- Supplied text:
----

Placing a value on an institution of higher learning

Conservative estimate is $61M for PC in the greater Clinton community
Photo - Scholarly research at Presbyterian College. The Cornelson Center at PC was the hub Thursday morning for poster presentations related to the Honors Day Symposium. Two posters dealt with issues related to the Musgrove Mill State Historic Site near Clinton, and panel discussions ranged from economics and taxes, to conspiracy theories and the CHAMPS program. Arts exhibits, music recitals and an Honors Convocation also were held during this event.

A $61 Million “Value”: Presbyterian College makes dramatic impact on the local economy


Crunching the numbers for her home county and her college, PC senior Sela Vaughan can demonstrate a $61 million annual financial impact on the economy of Laurens County by Presbyterian College.

It’s been 10 years since a similar, scholarly study was done, and that study demonstrated a $35 million impact from the college to the county’s economy. The precise figure for the current financial impact is $61,234,084.

----

- Your tasks:
(a) According to the article on Presbyterian College's economic impact, what annual impact did the study from 10 years earlier find?
(b) Translate this sentence from the article on Presbyterian College's economic impact into Spanish: "The precise figure for the current financial impact is $61,234,084."
(c) Please carry the article on Presbyterian College's economic impact forward from its last sentence.

- Extracted data:
----

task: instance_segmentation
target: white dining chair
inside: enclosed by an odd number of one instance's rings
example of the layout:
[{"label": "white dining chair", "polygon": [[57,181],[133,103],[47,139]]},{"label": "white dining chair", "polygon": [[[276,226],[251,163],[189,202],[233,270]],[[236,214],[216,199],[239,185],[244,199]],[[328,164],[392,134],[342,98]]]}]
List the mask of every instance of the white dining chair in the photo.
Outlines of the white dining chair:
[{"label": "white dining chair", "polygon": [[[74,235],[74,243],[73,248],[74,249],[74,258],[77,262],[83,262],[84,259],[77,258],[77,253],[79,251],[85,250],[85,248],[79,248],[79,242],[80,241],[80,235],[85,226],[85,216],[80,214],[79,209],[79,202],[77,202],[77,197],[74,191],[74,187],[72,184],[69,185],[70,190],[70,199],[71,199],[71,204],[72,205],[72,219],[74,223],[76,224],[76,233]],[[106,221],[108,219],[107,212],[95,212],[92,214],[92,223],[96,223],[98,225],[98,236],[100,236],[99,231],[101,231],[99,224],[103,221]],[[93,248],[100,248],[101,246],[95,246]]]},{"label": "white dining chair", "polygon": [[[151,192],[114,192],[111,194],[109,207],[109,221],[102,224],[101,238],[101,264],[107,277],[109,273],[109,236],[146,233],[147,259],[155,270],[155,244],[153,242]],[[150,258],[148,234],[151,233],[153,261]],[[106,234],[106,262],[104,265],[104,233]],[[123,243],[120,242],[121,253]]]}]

----

- Answers provided:
(a) A $35 million impact on the county's economy.

(b) La cifra precisa del impacto financiero actual es de $61,234,084.

(c)
The financial impact is based on a student enrollment of 1,063 (undergraduate and the 281 pharmacy students) and 312 employees. Vaughan said in 2017, construction on campus was a major driver in PC’s impact, and the “multipliers” that rippled through the Clinton community.

Vaughan’s numbers were conservative in one area. Fans traveling to a football game generally spend $95 in local communities (two people traveling, nationwide statistics), but this financial impact analysis looking at PC football projected $75 per game spending.

“A future study could look at all athletics, as well as arts and music,” Vaughan said.

Giving “an incentive” for more people within the PC community to respond to surveys about their spending also could increase participation, and grow PC’s financial impact numbers, Vaughan said.

The study estimates that football generates $268,888.13 a year in travel-into-Clinton-to-see-games financial impact, and another $72,375 a year is generated by visitors traveling into Clinton for admissions activities. Construction on campus spiked the local economy as PC spent $11.39 million on extensive Neville Hall renovations.

By far, the greatest financial impact of Presbyterian College on the Laurens County economy comes from employment, its direct effect is listed:

-- Employment, 462.8;

-- Labor Income, $26,516,108;

-- Value Added, $30,018,753;

-- Output, $45,554,567.

The rest of the financial impact comes from Indirect Effect (inter-industry spending), Induced Effect (household spending), Internship Value and Volunteerism Value.

Interns and volunteers cannot be factored in the same was employees are because this labor does not have a “multiplier” effect.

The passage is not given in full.